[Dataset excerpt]
+ + +

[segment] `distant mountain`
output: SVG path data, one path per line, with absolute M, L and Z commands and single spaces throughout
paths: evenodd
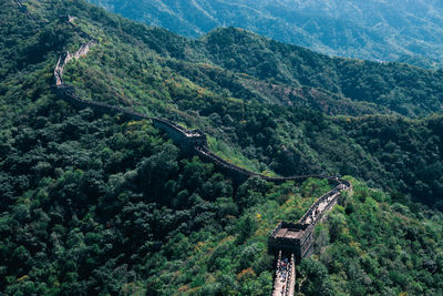
M 441 1 L 90 0 L 124 17 L 199 37 L 238 27 L 340 57 L 440 68 Z
M 236 184 L 150 120 L 80 110 L 62 60 L 66 92 L 199 129 L 241 167 L 354 176 L 296 267 L 303 295 L 443 295 L 442 71 L 81 0 L 0 1 L 0 20 L 1 295 L 270 295 L 269 233 L 331 188 Z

+ + +

WORK REQUIRED
Reproduce every line of the items above verbatim, omitting the pictures from your answer.

FINISHED TASK
[segment] `distant mountain`
output: SVG path data, one path per line, with absolute M, L and Z commands and single spaces throughout
paths: evenodd
M 441 1 L 90 0 L 124 17 L 199 37 L 238 27 L 340 57 L 440 68 Z
M 236 184 L 150 120 L 80 110 L 62 60 L 66 92 L 199 129 L 241 167 L 354 176 L 296 267 L 303 295 L 443 295 L 442 71 L 81 0 L 0 1 L 0 20 L 1 295 L 270 295 L 269 233 L 331 188 Z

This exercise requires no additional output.